Material to process:

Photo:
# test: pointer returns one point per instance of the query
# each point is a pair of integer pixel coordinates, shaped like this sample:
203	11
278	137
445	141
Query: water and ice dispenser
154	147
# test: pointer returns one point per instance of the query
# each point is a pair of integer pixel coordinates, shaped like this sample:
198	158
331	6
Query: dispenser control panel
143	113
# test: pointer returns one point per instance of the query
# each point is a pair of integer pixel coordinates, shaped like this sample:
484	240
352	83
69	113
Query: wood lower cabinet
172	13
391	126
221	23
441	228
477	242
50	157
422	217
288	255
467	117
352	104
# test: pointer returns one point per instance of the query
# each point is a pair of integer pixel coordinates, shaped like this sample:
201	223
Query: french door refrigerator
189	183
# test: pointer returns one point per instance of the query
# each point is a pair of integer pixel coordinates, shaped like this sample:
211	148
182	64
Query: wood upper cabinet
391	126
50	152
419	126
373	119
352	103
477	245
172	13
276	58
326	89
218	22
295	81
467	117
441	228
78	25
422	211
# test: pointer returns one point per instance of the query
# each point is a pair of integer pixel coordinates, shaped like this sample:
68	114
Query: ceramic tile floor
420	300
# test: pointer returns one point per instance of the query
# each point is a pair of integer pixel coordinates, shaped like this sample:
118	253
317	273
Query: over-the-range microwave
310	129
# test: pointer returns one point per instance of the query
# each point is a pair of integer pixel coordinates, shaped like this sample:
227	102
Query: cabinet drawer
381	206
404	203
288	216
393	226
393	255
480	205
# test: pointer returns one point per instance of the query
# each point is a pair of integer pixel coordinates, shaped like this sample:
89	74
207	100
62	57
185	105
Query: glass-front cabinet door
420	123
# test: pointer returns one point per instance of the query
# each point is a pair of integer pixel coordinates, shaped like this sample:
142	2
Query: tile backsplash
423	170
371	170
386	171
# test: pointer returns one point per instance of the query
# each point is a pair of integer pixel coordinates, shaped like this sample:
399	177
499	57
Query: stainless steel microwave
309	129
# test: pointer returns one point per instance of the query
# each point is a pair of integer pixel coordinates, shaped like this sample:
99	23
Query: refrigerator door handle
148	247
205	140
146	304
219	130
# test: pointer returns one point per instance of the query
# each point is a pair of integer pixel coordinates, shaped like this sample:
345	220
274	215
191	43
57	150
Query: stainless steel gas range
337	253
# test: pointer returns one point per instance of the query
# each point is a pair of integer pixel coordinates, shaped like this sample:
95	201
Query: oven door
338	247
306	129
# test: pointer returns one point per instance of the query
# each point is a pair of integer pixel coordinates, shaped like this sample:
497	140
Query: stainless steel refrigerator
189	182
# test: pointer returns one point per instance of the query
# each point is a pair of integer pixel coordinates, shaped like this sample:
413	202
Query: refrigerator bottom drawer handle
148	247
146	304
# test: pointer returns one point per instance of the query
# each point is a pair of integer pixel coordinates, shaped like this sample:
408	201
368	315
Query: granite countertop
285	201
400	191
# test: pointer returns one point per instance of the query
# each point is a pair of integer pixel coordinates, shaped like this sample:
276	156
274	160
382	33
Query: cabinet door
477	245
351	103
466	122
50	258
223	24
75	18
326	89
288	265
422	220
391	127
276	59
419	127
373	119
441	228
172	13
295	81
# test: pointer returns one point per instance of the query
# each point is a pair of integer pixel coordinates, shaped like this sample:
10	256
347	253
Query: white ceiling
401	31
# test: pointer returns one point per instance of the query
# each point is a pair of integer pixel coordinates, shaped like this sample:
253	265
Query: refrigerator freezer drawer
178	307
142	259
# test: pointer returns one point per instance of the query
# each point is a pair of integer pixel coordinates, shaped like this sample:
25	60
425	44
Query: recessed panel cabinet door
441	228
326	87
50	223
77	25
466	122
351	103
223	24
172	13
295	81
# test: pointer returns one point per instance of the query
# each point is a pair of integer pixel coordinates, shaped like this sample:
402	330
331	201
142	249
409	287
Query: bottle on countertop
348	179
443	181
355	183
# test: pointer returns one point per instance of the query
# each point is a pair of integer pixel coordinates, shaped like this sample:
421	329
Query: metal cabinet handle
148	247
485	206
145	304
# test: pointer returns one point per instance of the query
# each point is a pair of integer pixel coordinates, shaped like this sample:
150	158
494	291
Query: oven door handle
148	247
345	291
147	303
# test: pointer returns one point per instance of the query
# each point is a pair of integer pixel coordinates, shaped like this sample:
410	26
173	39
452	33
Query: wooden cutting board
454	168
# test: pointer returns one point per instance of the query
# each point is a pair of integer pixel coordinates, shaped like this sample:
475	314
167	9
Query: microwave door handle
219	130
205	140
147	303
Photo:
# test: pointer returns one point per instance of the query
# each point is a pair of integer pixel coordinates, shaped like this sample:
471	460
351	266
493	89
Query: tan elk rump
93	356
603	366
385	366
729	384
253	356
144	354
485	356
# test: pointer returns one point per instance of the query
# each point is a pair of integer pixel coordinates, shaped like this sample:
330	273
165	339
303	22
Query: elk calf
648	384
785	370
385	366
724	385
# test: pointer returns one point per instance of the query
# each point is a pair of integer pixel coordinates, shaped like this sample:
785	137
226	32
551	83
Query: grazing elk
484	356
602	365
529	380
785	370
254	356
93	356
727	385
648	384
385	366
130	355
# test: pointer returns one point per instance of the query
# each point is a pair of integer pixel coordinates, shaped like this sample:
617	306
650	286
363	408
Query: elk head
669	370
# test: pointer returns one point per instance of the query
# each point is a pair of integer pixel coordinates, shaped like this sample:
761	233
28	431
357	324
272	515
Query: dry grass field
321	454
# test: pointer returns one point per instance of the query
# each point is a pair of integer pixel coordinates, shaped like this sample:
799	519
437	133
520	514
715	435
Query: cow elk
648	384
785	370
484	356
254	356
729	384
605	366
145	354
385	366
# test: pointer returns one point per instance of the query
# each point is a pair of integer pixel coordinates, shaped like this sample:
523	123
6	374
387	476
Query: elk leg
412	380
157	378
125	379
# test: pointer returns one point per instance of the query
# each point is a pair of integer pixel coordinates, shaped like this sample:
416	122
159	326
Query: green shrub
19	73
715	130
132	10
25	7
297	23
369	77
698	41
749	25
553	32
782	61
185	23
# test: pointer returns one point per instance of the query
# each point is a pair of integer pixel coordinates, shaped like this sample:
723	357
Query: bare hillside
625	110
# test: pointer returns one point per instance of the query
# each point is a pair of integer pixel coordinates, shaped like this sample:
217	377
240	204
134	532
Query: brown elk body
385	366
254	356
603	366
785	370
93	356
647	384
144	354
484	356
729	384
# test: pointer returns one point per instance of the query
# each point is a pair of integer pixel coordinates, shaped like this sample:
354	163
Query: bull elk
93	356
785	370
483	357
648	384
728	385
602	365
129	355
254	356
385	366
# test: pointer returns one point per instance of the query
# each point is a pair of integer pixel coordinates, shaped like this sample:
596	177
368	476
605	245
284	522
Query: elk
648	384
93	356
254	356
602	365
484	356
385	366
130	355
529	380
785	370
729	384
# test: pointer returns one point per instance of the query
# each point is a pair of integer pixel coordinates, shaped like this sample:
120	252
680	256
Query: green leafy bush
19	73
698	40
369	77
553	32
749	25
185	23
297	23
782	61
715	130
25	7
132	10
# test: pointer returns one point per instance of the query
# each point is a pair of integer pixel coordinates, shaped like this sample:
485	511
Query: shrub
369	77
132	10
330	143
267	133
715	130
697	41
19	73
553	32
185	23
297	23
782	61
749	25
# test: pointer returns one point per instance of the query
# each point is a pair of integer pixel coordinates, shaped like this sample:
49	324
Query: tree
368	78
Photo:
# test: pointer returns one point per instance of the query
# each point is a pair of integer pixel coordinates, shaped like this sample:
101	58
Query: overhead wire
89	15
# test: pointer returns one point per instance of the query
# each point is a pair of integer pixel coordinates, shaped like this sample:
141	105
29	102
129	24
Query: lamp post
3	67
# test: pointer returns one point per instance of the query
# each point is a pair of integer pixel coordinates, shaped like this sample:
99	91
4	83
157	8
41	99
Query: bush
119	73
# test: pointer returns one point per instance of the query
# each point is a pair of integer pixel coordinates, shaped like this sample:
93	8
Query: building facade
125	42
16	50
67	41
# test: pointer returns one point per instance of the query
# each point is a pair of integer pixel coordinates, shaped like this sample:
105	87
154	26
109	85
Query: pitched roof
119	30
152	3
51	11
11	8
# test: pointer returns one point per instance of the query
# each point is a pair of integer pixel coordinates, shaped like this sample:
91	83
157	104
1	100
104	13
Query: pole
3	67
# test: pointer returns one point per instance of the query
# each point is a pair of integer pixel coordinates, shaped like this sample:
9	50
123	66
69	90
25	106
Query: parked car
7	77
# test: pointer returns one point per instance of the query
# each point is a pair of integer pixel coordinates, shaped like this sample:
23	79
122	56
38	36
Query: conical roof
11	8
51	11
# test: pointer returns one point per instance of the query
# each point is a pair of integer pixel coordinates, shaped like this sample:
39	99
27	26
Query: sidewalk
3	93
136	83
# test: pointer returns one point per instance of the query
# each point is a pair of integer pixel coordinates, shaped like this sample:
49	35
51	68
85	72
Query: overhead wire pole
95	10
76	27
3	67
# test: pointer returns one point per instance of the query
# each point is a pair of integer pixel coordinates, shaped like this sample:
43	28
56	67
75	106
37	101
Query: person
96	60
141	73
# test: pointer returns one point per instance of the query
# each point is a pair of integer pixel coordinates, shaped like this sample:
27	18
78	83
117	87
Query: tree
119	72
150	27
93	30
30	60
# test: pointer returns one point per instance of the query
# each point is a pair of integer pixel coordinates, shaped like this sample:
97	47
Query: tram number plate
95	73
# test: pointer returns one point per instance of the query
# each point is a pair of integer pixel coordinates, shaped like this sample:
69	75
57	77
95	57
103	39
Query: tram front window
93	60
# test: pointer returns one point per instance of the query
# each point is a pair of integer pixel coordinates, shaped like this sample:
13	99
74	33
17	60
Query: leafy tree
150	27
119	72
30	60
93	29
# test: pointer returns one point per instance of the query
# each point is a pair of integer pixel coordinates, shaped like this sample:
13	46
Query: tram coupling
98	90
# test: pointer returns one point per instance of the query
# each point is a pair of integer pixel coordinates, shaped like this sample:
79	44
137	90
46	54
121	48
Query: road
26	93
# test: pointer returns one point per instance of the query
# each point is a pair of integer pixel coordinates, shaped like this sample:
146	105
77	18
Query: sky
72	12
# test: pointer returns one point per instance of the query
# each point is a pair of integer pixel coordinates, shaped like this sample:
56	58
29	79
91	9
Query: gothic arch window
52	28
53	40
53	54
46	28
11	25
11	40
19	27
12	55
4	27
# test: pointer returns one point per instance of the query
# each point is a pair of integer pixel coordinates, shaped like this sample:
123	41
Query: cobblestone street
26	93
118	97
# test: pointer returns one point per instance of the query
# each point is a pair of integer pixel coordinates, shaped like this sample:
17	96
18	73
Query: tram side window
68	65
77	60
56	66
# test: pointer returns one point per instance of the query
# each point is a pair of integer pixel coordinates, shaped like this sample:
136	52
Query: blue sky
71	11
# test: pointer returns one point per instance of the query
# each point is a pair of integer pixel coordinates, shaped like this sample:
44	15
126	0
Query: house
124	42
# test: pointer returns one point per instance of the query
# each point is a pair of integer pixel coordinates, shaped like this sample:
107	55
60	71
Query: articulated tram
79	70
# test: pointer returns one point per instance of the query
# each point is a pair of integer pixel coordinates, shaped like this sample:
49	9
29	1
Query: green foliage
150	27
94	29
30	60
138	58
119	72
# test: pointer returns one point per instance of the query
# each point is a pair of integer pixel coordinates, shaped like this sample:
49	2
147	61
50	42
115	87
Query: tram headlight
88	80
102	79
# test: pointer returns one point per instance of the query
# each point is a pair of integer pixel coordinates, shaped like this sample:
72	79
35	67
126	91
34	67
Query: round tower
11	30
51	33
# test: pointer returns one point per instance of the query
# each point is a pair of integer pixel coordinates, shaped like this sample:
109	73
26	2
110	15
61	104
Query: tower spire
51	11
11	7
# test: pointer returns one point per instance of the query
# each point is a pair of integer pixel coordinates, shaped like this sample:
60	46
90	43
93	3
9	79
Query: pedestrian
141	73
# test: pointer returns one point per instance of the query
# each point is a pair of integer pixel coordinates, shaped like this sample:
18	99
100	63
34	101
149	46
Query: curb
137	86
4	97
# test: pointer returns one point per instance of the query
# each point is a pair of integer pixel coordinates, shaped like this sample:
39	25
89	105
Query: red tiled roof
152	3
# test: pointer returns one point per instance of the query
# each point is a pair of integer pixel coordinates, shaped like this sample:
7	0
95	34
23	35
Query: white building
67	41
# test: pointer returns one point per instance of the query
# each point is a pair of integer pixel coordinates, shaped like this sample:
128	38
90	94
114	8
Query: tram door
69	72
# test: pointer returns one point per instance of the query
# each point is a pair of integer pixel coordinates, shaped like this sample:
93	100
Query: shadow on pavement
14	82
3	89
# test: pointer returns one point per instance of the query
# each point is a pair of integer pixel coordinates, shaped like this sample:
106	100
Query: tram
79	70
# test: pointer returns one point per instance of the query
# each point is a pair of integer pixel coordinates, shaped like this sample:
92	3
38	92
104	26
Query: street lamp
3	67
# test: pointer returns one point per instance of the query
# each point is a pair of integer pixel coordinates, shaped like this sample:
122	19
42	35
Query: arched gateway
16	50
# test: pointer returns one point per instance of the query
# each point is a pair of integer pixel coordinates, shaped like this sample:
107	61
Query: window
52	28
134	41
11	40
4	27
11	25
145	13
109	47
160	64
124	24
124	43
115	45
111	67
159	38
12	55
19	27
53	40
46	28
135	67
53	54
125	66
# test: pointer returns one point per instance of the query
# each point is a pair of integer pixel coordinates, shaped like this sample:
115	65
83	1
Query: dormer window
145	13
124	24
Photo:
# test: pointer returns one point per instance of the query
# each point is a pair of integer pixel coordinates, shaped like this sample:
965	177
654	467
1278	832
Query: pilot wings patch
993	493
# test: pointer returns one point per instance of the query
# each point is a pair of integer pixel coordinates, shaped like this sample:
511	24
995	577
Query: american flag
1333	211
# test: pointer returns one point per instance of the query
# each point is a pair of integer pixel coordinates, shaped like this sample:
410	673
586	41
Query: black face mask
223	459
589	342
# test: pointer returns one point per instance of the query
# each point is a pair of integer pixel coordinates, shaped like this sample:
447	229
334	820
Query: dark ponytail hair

What this task involves: Filter the material above and copy every line that contains the string "steel". Case counts.

Result for this exercise:
Query: stainless steel microwave
Query: stainless steel gas range
Query: stainless steel refrigerator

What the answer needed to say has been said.